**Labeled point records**
***
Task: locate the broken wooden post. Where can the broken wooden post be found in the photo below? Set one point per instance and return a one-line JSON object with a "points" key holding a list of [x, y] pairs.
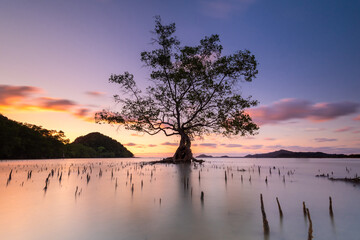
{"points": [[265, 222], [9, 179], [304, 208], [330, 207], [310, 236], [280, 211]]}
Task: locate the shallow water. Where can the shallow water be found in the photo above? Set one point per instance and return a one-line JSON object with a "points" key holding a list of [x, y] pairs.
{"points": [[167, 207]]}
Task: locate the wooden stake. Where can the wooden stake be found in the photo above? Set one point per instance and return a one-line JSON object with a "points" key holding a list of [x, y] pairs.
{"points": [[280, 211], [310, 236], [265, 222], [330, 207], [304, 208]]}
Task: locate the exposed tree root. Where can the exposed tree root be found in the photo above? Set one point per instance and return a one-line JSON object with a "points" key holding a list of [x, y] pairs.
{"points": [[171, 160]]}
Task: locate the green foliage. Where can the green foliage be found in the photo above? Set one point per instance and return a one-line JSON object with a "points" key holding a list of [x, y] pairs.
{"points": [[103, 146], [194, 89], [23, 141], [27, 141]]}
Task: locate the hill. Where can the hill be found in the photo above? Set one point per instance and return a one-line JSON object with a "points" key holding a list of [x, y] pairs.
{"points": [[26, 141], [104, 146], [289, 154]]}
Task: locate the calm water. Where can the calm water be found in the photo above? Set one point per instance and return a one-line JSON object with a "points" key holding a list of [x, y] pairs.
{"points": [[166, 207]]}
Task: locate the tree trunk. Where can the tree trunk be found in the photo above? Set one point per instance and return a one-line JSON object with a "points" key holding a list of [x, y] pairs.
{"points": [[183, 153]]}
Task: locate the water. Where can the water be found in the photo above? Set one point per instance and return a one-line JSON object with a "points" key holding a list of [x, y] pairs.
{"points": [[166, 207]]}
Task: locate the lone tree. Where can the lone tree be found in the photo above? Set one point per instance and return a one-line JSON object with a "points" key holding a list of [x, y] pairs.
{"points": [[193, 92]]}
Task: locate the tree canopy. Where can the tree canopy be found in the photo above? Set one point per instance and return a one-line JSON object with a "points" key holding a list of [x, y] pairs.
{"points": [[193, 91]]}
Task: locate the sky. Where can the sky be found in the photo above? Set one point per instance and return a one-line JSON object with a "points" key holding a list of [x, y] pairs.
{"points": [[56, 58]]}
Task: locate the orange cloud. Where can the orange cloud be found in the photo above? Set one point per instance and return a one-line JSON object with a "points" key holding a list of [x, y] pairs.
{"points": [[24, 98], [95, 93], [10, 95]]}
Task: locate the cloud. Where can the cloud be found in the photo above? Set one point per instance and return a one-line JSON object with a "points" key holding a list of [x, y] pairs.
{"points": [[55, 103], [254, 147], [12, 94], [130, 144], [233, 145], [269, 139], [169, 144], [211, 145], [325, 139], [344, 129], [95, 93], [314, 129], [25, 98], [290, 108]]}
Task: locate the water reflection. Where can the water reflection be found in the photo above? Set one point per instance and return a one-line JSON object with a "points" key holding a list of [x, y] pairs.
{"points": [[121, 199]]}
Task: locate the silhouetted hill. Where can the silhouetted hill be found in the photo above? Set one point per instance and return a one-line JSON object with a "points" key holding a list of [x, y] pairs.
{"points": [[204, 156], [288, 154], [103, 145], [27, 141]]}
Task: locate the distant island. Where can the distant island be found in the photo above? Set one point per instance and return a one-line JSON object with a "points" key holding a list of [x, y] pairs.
***
**Task details**
Can you give the lines running from the one containing "Task: locate the sky." through the last line of the data, both ends included, as a JSON list of strings, one string per line and no blank lines?

**Answer to this task**
[
  "Task: locate the sky. Where can the sky be found in the photo above? Set one point per instance and return a one-line JSON object with a \"points\" key holding a list of [x, y] pairs.",
  "{\"points\": [[56, 58]]}",
  "Task: locate the orange cloud. Where can the orange cloud be found in the photo above? Set one point per instance and return a one-line JSON object with a \"points\" key holding a list of [x, y] pairs.",
  "{\"points\": [[24, 98], [95, 93], [10, 95]]}",
  "Task: locate the cloud. Where can the cloud be found in the photo above? Set one point per instance and return a one-line JSON object with a \"points\" key holding a list of [x, y] pairs.",
  "{\"points\": [[55, 103], [254, 147], [12, 94], [130, 144], [233, 145], [269, 139], [169, 144], [211, 145], [325, 139], [344, 129], [95, 93], [314, 129], [25, 98], [290, 108]]}",
  "Task: locate the water reflection. Where can the water reflection be found in the photo above? Set one point per instance and return a one-line JSON object with a \"points\" key holding a list of [x, y] pairs.",
  "{\"points\": [[121, 199]]}",
  "Task: locate the silhouetted hill. Where can the silhouetted hill be found in the photo above? Set one point per instance and return a one-line JSON object with a \"points\" key holding a list of [x, y] pairs.",
  "{\"points\": [[204, 156], [288, 154], [103, 145], [27, 141]]}",
  "Task: locate the distant island. Where can the distant island be found in the photo above? Set one point per instance and return a one-line JSON object with a \"points\" key holding a list of [x, y] pairs."
]